#### What you should do:
Every entry that follows must be written out exactly, apart from its pictures.

#### Records supplied:
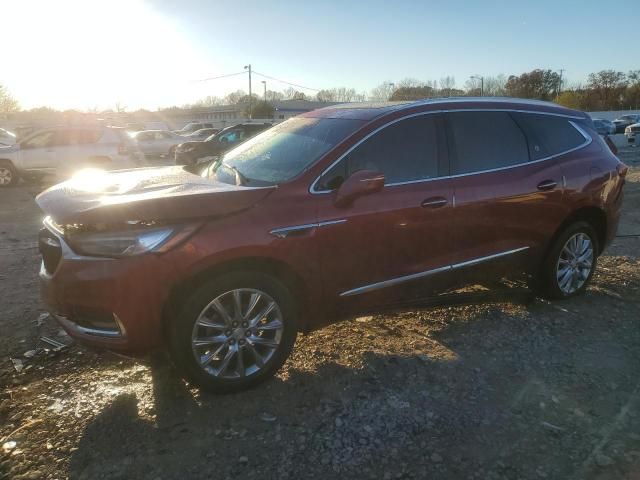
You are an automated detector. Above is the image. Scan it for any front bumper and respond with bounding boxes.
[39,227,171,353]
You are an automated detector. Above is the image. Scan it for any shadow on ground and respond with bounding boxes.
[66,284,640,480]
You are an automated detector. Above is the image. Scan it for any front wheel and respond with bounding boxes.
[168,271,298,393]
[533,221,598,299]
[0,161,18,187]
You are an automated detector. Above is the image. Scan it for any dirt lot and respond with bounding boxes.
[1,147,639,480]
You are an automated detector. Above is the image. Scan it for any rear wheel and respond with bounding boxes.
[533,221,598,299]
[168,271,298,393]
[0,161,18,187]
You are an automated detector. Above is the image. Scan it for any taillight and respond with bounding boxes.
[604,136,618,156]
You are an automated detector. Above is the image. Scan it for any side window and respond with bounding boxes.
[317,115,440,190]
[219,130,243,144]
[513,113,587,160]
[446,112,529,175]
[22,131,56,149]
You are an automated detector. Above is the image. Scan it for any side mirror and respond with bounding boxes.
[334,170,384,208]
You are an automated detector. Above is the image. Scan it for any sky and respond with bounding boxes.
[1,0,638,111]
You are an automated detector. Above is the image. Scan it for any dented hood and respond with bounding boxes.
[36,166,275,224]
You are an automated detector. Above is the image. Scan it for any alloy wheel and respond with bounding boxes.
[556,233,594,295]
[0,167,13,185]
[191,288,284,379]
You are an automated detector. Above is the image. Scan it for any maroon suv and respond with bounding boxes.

#### Problem solution:
You are an automated detector. Above is the image. Scan it for any front bumper and respond with bounding boxes.
[39,227,171,353]
You are an automated detector. Above is the image. Scan it for any shadow on ground and respond with bounding boxes.
[66,284,640,480]
You are an automated detector. Above is the image. Scan it for any front wheel and respond with bounding boxes.
[168,271,298,393]
[533,221,598,299]
[0,161,18,187]
You are an automated detector. Above is the image. Scan it for any dirt lot and respond with bounding boxes.
[1,147,639,480]
You are an automated detector. Above is the image. Scan it for any rear wheel and respond with bounding boxes.
[533,221,598,299]
[168,271,298,393]
[0,161,18,187]
You are an automated detector. Above is the image. Scan it for any taillight and respond with bounding boxes.
[604,136,618,156]
You are an automated detector. Above is the image. Scan it for any side window and respond with bounding boxes.
[317,115,440,190]
[219,130,243,144]
[513,113,587,160]
[446,112,529,175]
[22,131,56,149]
You are an automated detector. Above is the image. Scan it for any side mirror and respond with bounding boxes.
[334,170,384,208]
You are an automated detector. Above is the image. Scan it for any sky and respond with bounding boxes.
[1,0,638,111]
You are an automated detector. Above is the image. Scan it for any dented hood and respond with bounding boxes.
[36,166,275,224]
You are an automated detector. Above is the image. Scan it for any alloy wheel and respond with bounding boxes.
[556,233,594,295]
[0,167,13,185]
[191,288,284,379]
You are an automated detector. Above is the image. Scan it for any maroon suv and respond with bounding boxes.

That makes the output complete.